__TRY IT__
Would you please return every line from the listing that contains the word "white"?
** RECORDS FOR THE TASK follows **
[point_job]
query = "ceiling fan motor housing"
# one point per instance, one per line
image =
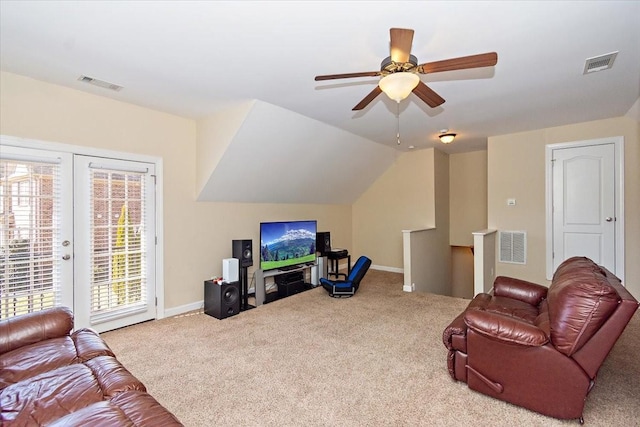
(387, 66)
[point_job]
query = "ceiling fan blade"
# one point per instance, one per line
(367, 99)
(348, 75)
(464, 62)
(401, 40)
(427, 94)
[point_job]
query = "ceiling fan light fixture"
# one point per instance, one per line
(447, 138)
(398, 86)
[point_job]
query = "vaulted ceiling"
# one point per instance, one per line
(202, 59)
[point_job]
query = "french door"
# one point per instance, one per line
(77, 231)
(114, 229)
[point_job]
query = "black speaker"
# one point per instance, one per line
(243, 251)
(323, 242)
(221, 300)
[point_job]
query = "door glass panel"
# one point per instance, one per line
(118, 252)
(29, 236)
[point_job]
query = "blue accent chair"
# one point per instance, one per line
(348, 287)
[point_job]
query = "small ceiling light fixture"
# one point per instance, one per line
(446, 137)
(399, 85)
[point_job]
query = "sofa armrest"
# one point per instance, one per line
(505, 328)
(529, 292)
(34, 327)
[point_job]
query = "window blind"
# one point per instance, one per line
(117, 243)
(30, 253)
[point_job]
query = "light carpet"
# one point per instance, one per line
(376, 359)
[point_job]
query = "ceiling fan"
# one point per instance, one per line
(400, 71)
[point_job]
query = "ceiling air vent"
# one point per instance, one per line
(513, 247)
(100, 83)
(599, 63)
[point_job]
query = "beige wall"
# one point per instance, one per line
(468, 202)
(400, 199)
(516, 169)
(197, 236)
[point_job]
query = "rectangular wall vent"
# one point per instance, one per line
(100, 83)
(513, 247)
(599, 63)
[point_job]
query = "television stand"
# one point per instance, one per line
(290, 268)
(316, 270)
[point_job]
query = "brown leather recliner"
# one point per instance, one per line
(540, 347)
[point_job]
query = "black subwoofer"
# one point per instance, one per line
(243, 251)
(221, 300)
(323, 242)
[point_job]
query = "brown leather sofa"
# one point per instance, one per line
(51, 376)
(540, 347)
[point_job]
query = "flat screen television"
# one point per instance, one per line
(286, 244)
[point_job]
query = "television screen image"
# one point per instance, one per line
(287, 243)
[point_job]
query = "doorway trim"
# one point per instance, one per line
(99, 152)
(618, 142)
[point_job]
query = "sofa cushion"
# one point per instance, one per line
(34, 359)
(30, 328)
(580, 300)
(49, 396)
(130, 408)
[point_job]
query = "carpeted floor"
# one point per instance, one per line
(376, 359)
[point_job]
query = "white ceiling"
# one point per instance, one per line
(196, 58)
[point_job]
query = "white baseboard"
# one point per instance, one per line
(176, 311)
(389, 269)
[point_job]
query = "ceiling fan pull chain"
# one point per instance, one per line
(398, 117)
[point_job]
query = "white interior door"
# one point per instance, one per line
(115, 242)
(584, 204)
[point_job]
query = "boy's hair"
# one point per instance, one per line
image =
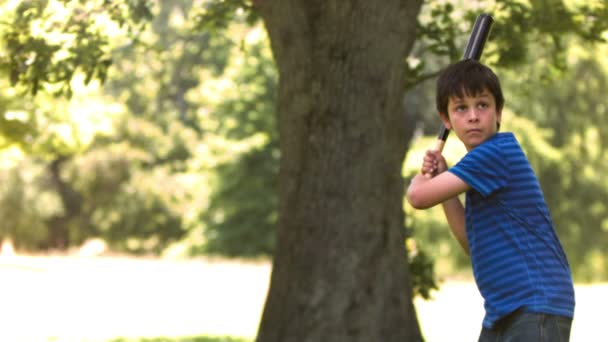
(467, 77)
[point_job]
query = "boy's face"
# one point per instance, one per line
(473, 118)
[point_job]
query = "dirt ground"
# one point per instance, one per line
(90, 299)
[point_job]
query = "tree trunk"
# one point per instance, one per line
(340, 270)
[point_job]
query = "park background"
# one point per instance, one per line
(138, 199)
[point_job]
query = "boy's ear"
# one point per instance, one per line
(446, 120)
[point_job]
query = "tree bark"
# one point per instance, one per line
(340, 269)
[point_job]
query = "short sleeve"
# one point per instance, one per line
(484, 168)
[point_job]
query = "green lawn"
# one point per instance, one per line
(183, 339)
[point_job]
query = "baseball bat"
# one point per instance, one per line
(474, 48)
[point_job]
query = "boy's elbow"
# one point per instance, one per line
(415, 199)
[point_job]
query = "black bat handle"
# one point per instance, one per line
(477, 41)
(479, 36)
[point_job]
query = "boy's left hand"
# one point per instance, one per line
(433, 164)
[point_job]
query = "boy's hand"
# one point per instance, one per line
(433, 164)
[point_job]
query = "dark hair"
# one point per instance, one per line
(467, 77)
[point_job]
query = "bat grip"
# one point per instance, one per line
(440, 143)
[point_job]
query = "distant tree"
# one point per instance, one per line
(339, 270)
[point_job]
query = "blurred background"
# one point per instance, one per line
(138, 201)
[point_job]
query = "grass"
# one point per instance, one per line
(184, 339)
(105, 299)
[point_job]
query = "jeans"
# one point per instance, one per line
(521, 326)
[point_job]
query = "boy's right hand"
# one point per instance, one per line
(433, 164)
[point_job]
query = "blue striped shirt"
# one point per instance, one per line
(518, 261)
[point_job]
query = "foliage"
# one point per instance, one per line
(199, 111)
(422, 272)
(241, 217)
(42, 53)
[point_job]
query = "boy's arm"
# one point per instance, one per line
(443, 187)
(424, 193)
(454, 212)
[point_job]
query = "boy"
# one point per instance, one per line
(518, 263)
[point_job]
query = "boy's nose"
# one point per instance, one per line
(473, 115)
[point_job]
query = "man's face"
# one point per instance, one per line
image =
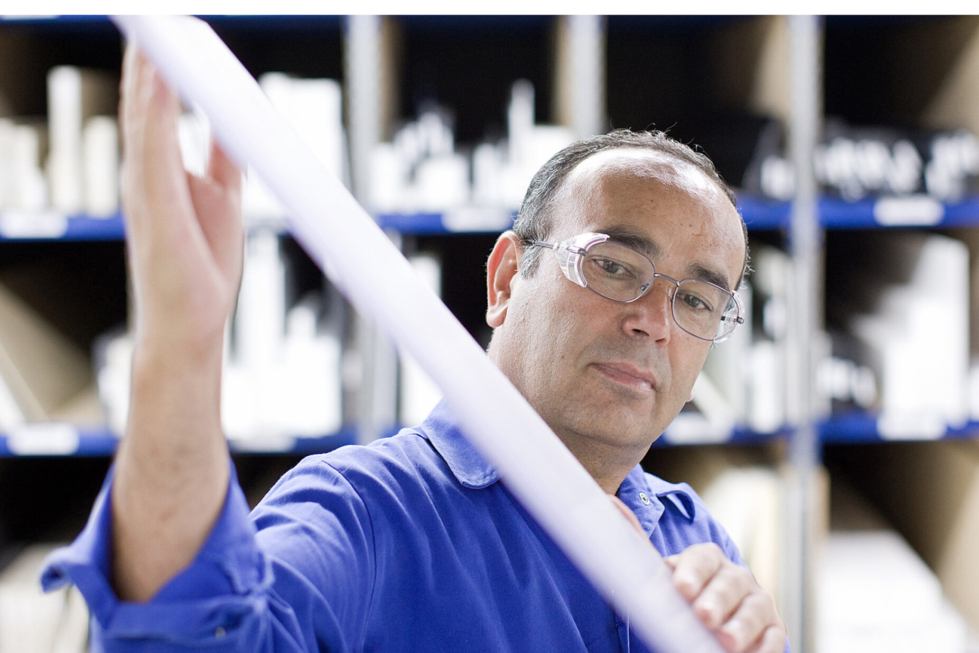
(605, 373)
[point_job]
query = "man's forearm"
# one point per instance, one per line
(172, 467)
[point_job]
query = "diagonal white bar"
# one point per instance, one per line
(342, 238)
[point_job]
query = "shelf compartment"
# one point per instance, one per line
(66, 440)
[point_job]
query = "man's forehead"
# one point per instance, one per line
(643, 163)
(607, 179)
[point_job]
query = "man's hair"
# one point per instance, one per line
(535, 219)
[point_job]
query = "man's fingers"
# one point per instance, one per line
(722, 595)
(753, 616)
(222, 170)
(771, 641)
(694, 568)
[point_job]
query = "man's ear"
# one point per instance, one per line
(501, 269)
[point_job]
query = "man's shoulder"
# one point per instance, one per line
(406, 455)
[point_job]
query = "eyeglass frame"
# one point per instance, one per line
(571, 252)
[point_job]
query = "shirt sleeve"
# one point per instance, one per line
(286, 589)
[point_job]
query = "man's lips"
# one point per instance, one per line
(628, 375)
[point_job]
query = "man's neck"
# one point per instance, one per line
(607, 464)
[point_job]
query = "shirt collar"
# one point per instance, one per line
(643, 493)
(647, 496)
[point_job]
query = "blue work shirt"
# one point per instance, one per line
(408, 544)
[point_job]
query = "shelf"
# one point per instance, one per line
(21, 226)
(862, 428)
(66, 440)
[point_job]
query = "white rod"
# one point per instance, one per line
(346, 243)
(805, 245)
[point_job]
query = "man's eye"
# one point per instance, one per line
(694, 302)
(611, 267)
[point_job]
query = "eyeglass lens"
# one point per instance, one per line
(621, 274)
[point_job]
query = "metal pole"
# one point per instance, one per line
(377, 396)
(587, 53)
(805, 241)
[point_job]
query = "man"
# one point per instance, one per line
(412, 543)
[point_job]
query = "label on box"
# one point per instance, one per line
(911, 211)
(54, 439)
(27, 224)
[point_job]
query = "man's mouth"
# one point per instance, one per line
(639, 380)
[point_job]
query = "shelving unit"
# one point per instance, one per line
(718, 81)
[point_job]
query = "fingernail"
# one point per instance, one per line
(736, 632)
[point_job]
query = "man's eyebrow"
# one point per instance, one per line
(698, 271)
(641, 243)
(633, 240)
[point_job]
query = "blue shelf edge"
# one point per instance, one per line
(861, 428)
(760, 214)
(54, 228)
(100, 442)
(850, 428)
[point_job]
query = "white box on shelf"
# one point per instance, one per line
(74, 95)
(100, 145)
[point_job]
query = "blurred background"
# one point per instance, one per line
(836, 435)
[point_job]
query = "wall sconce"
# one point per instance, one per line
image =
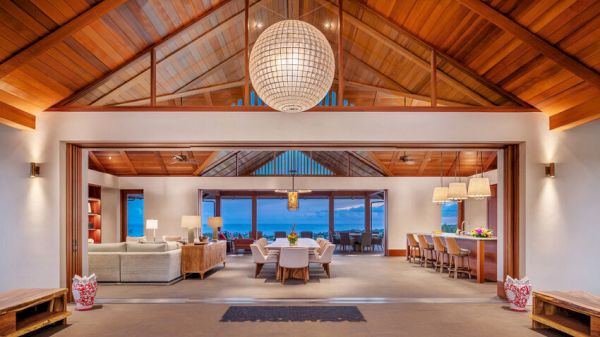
(550, 170)
(34, 170)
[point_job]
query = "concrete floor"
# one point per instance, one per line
(395, 297)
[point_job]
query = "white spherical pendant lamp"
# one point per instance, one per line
(292, 66)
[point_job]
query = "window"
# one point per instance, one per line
(237, 216)
(349, 214)
(450, 217)
(312, 216)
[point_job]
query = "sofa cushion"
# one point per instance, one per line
(146, 247)
(107, 247)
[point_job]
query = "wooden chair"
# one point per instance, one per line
(413, 253)
(306, 234)
(427, 255)
(457, 253)
(293, 258)
(441, 254)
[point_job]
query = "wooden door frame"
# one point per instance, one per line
(124, 193)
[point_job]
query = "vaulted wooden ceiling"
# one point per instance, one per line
(421, 163)
(497, 55)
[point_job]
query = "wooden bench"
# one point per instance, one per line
(26, 310)
(574, 313)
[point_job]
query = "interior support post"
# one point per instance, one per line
(246, 55)
(340, 96)
(433, 78)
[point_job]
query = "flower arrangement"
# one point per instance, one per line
(293, 237)
(482, 233)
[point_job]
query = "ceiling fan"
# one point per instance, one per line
(182, 158)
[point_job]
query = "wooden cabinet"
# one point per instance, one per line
(202, 258)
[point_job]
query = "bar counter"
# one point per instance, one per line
(483, 257)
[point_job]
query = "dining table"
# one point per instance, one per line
(284, 243)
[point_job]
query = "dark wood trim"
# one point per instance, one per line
(561, 58)
(246, 55)
(340, 50)
(382, 108)
(396, 252)
(511, 211)
(55, 37)
(124, 194)
(73, 215)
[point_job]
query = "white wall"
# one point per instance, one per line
(410, 209)
(558, 215)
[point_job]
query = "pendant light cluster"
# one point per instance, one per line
(479, 187)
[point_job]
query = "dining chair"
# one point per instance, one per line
(366, 241)
(345, 240)
(293, 258)
(324, 258)
(440, 254)
(306, 234)
(427, 251)
(457, 253)
(262, 256)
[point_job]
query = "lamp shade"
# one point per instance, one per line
(293, 201)
(479, 188)
(151, 224)
(215, 222)
(457, 191)
(440, 195)
(292, 66)
(191, 221)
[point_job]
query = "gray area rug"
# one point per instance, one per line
(293, 314)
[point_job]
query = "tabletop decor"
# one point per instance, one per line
(517, 292)
(482, 233)
(84, 291)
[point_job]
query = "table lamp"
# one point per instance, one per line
(215, 223)
(191, 222)
(153, 225)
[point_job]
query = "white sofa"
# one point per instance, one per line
(135, 262)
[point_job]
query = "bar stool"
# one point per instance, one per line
(414, 252)
(427, 255)
(440, 252)
(457, 253)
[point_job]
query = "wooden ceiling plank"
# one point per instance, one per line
(534, 41)
(16, 118)
(188, 93)
(97, 162)
(417, 60)
(85, 90)
(52, 39)
(128, 162)
(576, 115)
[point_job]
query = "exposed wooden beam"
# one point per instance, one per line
(246, 55)
(433, 78)
(52, 39)
(367, 8)
(340, 38)
(85, 90)
(417, 60)
(96, 162)
(153, 77)
(16, 118)
(534, 41)
(576, 115)
(205, 163)
(161, 162)
(424, 163)
(128, 162)
(188, 93)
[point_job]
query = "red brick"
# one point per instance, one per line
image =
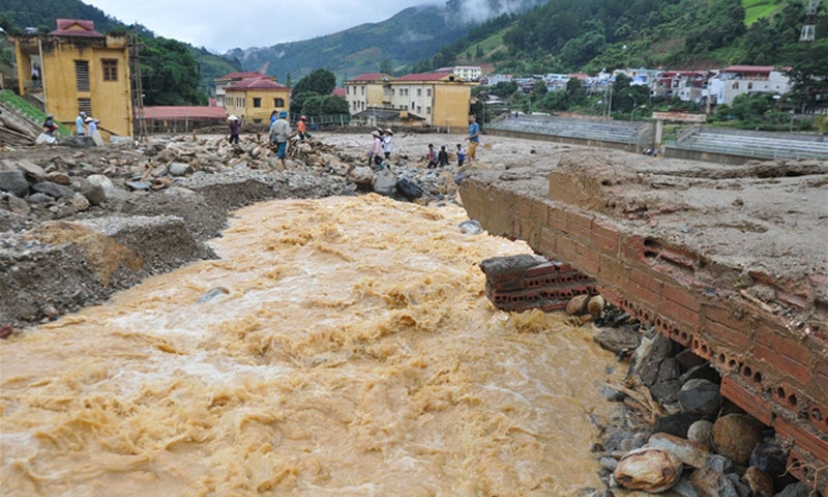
** End of RECORDS FOR THE TASK **
__SOLUTION FOR THIS PROBLEM__
query = "white ceiling"
query = "white baseboard"
query = "white interior door"
query = "diagonal white bar"
query = "white rod"
query = "white box on shelf"
query = "white spherical pendant lamp"
query = "white wall"
query = "white sofa"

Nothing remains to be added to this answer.